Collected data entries
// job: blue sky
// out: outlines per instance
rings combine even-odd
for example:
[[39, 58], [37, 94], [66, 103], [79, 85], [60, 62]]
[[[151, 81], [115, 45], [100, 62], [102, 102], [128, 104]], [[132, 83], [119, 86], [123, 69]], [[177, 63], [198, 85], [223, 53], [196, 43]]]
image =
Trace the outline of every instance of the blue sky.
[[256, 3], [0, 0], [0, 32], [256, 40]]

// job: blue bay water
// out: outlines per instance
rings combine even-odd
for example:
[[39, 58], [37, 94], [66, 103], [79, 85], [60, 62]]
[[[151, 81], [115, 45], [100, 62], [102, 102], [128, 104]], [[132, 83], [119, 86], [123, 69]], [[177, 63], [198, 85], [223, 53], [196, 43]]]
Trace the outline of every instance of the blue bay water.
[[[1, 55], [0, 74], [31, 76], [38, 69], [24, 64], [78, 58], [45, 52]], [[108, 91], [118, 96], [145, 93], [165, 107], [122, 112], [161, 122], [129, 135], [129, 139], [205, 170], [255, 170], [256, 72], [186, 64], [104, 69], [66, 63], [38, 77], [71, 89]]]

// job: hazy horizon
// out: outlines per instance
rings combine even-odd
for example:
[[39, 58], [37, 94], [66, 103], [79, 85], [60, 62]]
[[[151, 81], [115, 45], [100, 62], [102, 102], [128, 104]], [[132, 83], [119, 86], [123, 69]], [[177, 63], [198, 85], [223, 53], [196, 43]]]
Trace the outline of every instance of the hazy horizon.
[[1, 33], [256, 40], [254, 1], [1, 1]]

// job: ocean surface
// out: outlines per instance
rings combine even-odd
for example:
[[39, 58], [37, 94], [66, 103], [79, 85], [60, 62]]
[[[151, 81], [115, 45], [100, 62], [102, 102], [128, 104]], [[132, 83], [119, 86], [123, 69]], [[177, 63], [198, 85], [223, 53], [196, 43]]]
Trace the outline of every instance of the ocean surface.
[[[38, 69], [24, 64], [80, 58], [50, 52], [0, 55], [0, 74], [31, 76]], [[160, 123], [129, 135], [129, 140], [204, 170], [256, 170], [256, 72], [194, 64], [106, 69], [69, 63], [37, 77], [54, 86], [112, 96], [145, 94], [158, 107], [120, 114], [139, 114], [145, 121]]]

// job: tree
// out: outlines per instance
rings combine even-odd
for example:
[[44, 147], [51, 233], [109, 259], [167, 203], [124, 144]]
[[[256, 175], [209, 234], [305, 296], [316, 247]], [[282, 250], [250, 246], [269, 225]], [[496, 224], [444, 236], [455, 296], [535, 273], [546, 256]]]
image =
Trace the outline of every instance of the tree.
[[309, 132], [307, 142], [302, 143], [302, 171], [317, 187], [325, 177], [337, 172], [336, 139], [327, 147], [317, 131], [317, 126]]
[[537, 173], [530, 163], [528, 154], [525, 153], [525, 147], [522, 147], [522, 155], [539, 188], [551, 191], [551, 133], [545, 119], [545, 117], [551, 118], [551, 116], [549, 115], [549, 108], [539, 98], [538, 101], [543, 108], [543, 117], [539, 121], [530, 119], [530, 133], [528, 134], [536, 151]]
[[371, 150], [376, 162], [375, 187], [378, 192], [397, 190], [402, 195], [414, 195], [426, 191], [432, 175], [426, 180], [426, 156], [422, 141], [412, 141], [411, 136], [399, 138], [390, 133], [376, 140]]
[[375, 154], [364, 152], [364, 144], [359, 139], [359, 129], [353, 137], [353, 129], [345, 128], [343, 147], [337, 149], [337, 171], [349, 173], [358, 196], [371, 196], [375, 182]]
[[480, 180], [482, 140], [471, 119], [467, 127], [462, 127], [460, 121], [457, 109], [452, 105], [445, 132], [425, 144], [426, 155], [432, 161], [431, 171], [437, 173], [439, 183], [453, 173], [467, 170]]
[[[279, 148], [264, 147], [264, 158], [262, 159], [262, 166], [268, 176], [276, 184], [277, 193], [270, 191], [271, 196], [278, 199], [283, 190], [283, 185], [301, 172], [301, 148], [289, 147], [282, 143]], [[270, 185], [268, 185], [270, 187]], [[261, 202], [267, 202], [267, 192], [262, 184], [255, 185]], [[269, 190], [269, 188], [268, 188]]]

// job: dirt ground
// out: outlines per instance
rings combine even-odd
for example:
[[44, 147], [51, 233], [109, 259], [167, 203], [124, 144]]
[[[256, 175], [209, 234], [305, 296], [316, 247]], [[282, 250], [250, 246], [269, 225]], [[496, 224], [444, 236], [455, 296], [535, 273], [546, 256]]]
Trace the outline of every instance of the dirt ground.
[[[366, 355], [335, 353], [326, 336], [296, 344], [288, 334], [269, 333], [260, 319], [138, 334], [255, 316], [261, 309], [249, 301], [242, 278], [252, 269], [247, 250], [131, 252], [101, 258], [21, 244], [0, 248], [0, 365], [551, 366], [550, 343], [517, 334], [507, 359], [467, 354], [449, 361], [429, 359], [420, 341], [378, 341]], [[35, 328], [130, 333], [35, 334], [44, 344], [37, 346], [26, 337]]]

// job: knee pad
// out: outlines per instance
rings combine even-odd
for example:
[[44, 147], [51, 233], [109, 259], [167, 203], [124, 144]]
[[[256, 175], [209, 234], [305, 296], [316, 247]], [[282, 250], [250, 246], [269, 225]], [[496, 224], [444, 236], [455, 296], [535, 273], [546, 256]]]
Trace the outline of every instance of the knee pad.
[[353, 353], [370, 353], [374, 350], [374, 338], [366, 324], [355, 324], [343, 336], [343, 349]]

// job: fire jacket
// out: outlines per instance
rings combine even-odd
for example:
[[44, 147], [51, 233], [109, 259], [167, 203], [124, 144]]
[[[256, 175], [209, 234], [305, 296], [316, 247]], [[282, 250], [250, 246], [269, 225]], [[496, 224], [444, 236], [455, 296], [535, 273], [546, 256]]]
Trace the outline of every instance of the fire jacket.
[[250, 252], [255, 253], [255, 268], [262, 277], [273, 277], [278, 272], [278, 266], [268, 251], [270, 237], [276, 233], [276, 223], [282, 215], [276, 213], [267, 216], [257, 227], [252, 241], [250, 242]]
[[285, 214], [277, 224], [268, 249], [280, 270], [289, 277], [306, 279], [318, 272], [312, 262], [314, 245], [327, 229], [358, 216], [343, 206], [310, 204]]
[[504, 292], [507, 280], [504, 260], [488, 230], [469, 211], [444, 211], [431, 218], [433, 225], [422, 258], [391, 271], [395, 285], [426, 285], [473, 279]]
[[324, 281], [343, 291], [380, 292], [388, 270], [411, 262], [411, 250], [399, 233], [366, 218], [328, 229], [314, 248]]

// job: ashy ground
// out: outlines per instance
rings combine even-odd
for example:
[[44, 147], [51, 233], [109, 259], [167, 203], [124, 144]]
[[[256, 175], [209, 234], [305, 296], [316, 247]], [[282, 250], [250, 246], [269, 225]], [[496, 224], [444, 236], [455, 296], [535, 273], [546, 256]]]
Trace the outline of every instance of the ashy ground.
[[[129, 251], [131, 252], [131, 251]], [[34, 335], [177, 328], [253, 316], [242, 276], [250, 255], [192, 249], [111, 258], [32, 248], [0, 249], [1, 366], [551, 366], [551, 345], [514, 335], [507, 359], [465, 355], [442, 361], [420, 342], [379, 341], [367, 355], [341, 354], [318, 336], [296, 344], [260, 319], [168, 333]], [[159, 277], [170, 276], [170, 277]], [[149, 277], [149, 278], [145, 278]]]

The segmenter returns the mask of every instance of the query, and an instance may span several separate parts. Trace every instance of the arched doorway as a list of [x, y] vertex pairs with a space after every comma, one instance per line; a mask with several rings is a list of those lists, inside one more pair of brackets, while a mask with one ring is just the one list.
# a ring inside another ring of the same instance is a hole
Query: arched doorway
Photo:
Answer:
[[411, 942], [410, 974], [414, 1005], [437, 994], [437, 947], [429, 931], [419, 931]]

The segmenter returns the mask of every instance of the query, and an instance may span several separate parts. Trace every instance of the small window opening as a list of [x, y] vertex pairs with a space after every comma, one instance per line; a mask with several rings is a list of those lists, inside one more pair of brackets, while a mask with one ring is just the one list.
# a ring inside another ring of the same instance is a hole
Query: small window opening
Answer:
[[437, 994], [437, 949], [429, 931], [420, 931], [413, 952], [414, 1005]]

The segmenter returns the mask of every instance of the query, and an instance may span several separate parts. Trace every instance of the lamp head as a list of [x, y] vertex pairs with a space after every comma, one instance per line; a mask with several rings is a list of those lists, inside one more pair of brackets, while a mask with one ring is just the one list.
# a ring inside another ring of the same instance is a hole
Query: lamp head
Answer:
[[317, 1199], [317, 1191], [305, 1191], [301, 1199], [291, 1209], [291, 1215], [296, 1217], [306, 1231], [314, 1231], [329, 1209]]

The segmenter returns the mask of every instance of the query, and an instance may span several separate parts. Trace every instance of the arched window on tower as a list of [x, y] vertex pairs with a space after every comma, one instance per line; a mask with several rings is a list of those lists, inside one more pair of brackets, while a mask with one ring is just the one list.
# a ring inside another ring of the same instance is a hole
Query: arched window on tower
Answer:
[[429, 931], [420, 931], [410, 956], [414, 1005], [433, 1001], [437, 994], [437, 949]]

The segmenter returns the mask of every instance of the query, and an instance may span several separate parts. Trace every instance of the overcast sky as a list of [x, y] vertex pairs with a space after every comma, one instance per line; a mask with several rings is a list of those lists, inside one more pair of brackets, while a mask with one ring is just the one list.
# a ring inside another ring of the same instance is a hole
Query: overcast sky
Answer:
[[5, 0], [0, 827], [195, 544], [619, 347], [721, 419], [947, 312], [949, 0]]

Required work ▸
Reproduce the listing from the line with "of the lamp" to the line with "994], [437, 949]]", substituting "segmentation tool" for "segmenter" and leaving everything else unaltered.

Problem solution ▸
The segmentation tool returns the mask of every instance of the query, and an instance may span several separate parts. Trace every instance of the lamp head as a list of [x, y] vertex pairs with a space after every comma, one instance per line; a mask with several rings is a list of those lists, inside one more pair of brackets, while a mask with one ring is just the one list.
# a ring inside another ring of the same instance is a hole
Query: lamp head
Answer:
[[317, 1199], [317, 1191], [305, 1191], [301, 1199], [291, 1209], [291, 1215], [296, 1217], [306, 1231], [314, 1231], [329, 1209]]

The segmentation tool returns the mask of every instance of the query, and an instance may span several separate parts. Trace every instance of the arched window on tower as a list of [x, y] vertex pairs with a space after every comma, one instance per line; a mask with several rings is a list of those lists, inside one more pair of brackets, while a mask with one ring is just the one list.
# a ring inside another ring of the same instance is a hole
Query: arched window on tower
Answer:
[[429, 931], [420, 931], [410, 956], [414, 1005], [433, 1001], [437, 994], [437, 949]]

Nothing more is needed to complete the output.